Object position labeling entries:
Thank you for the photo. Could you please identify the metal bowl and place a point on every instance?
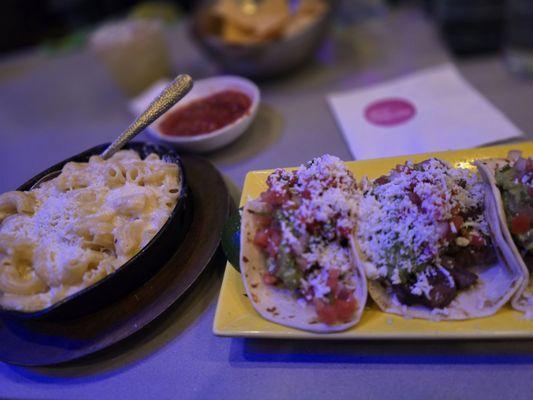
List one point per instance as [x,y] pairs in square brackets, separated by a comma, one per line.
[264,60]
[135,271]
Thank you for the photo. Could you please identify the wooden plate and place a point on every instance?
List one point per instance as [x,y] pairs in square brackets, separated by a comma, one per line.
[33,343]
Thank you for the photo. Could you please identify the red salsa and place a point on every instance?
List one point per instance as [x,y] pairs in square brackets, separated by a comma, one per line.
[206,114]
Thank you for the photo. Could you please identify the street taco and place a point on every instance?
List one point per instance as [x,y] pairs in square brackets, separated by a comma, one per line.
[425,244]
[511,199]
[297,254]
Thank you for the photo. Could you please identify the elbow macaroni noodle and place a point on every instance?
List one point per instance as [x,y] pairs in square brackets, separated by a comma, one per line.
[76,229]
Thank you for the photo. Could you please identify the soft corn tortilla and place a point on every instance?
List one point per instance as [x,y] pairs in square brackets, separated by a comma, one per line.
[523,298]
[276,304]
[496,285]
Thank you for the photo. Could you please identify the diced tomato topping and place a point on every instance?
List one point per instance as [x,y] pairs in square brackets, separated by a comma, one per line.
[306,194]
[313,227]
[382,180]
[261,238]
[269,279]
[268,239]
[345,308]
[458,222]
[326,312]
[344,231]
[415,199]
[520,223]
[274,239]
[340,310]
[477,241]
[333,281]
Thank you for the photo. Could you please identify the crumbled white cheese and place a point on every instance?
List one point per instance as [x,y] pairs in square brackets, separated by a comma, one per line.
[403,221]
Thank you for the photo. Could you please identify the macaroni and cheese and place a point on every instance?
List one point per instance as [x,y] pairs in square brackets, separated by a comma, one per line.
[79,227]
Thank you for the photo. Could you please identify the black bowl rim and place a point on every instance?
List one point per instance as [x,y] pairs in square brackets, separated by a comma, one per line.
[166,154]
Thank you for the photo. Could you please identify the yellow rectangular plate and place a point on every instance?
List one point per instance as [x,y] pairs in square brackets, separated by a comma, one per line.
[235,315]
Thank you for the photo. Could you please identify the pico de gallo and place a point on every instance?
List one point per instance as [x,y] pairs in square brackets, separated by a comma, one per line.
[515,182]
[422,227]
[304,233]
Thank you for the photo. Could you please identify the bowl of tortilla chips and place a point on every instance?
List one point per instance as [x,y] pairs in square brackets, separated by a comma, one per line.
[261,39]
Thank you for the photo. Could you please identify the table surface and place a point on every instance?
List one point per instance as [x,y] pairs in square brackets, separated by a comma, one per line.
[53,107]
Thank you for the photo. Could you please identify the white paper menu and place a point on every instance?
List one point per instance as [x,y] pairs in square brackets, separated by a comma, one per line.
[431,110]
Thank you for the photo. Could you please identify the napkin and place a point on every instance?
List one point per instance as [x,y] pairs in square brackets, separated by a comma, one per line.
[430,110]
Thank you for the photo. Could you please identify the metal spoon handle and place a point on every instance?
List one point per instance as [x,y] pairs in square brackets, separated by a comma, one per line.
[178,88]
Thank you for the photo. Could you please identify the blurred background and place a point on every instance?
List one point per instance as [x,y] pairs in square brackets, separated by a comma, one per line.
[467,27]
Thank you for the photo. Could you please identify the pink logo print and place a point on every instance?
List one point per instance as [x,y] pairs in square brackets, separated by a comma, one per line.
[389,112]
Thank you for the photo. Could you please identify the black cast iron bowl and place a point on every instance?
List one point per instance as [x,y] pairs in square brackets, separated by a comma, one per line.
[135,271]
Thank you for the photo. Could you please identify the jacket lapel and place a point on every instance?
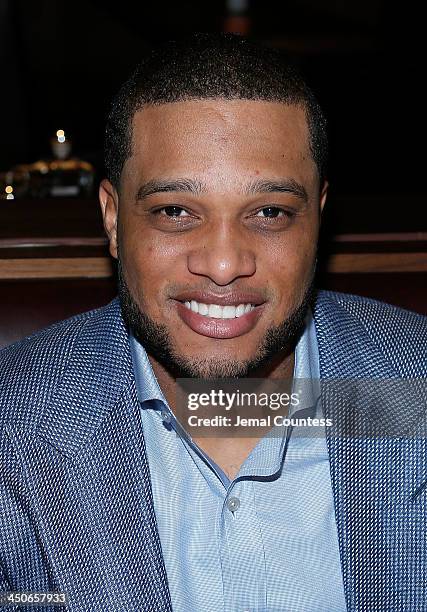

_Short exercise_:
Write out all the entries again, switching "place a point on" to "mark" everywhere and leaving everything else unchanged. Omit the pictures.

_Solution_:
Thank you for the photo. Could you please identify the metal bowl and mark every instance?
List one point per instance as [x,y] pairs in square brackets, separated by a comma, one per line.
[264,60]
[135,271]
Thank you for the photo. Could you please identify the wooden plate and mark every instance?
List one point per instance as [x,y] pairs in square brackets, separated by a comma, one per line.
[33,343]
Thank you for the photo. Could you please identify the red salsa and mark every instance?
List one point per instance as [x,y] pairs in square brackets, separated by a comma, one per line.
[206,114]
Thank you for the photo. Could you please identify the street taco and mark every instance?
List one point per instance as [x,y] pairs in square brackets, separated by a comma, one per line.
[425,244]
[511,199]
[297,254]
Thank you for the photo. Could you please identify the elbow macaroni noodle and mark every instance?
List one point per instance as [x,y] pairs in square brackets, separated by a comma, one per line.
[76,229]
Thank you for the photo. Could you please identify the soft corn tortilla and mark every instance?
List one point per instance as [x,y] pairs in square brackets, separated by a comma, one per line.
[523,298]
[276,304]
[496,285]
Thank you for the photo. Could you please identify the diced tomato topping and mark every instance?
List one point per instance as [x,y] pairs in square brackets, separated by a comma, one per line.
[306,194]
[313,227]
[382,180]
[261,238]
[269,279]
[268,239]
[345,308]
[458,222]
[326,312]
[344,231]
[415,199]
[520,223]
[274,239]
[340,310]
[477,241]
[333,281]
Thank you for the photo. Could you please identify the crumbled white cheese and mark every instance?
List one point per instance as [x,y] pairs in square brackets, separated by a comma, one per line.
[403,221]
Thank you for the photo. Could you please identify the macaroni and cheese and mark every instance?
List one point per instance as [x,y] pairs in square brackets, separated by a comma, one per line.
[79,227]
Thank you for the photo. Could you please identify the black bowl rim and mark every instance?
List one point per instance as [x,y] pairs in square brackets, separated by a comma, one per line.
[166,154]
Thank you for the photo. Could you please identify the yellow rectangular plate and mark every instance?
List one point per instance as [x,y] pairs in square brackets, separated by a comma, one per line.
[235,315]
Thank you for the photo. Could you please identify the pico de gallo and mark every instance?
List one point per instance as [x,y] pairs in square brackets, separated by a comma, one per line.
[515,182]
[422,227]
[304,233]
Thank you for the photo. Could you please identify the bowl of tortilla chips and mark every instance?
List one point per instance as [x,y] pairs in square brackets, separated by a comma, one per line.
[261,39]
Thank you for the photo. Could you please identify the table surface and mark every instance?
List one point per instance as [x,y] pairs in square brackets, separated by a comma, one per line.
[53,107]
Thank you for the photo. Could you please identify the white paper menu and mark every instance?
List one point per instance as [x,y] pairs in square brackets, separated by a comma, one per line.
[431,110]
Thank you for the photo. Could you please identify the napkin and mark every instance?
List one point per instance as [x,y] pairs in square brackets, separated by a comma, one per line.
[430,110]
Thank you for the photo. Could you please identify the metal spoon handle and mark every instance?
List one point per instance as [x,y] pairs in square brackets, separated by a comma, one per line.
[178,88]
Thank you for the photo. Could you please identify the blurred background and mark every instance?
List one point per instance as [x,y] pairs in square brackets, separated by a comma, one per line.
[467,27]
Thank you for the photo. Could you please identify the pink logo print and mark every instance?
List one point per instance as [x,y] pairs in square brackets, separated by a comma, one per line.
[389,112]
Thank you for the photo. Could you please identify the black cast iron bowl and mark every instance?
List one point per instance as [x,y] pairs in square brackets, separated by a comma, one per line.
[135,271]
Thank you for the photo. Could you please identify the jacket lapel and mark every instance?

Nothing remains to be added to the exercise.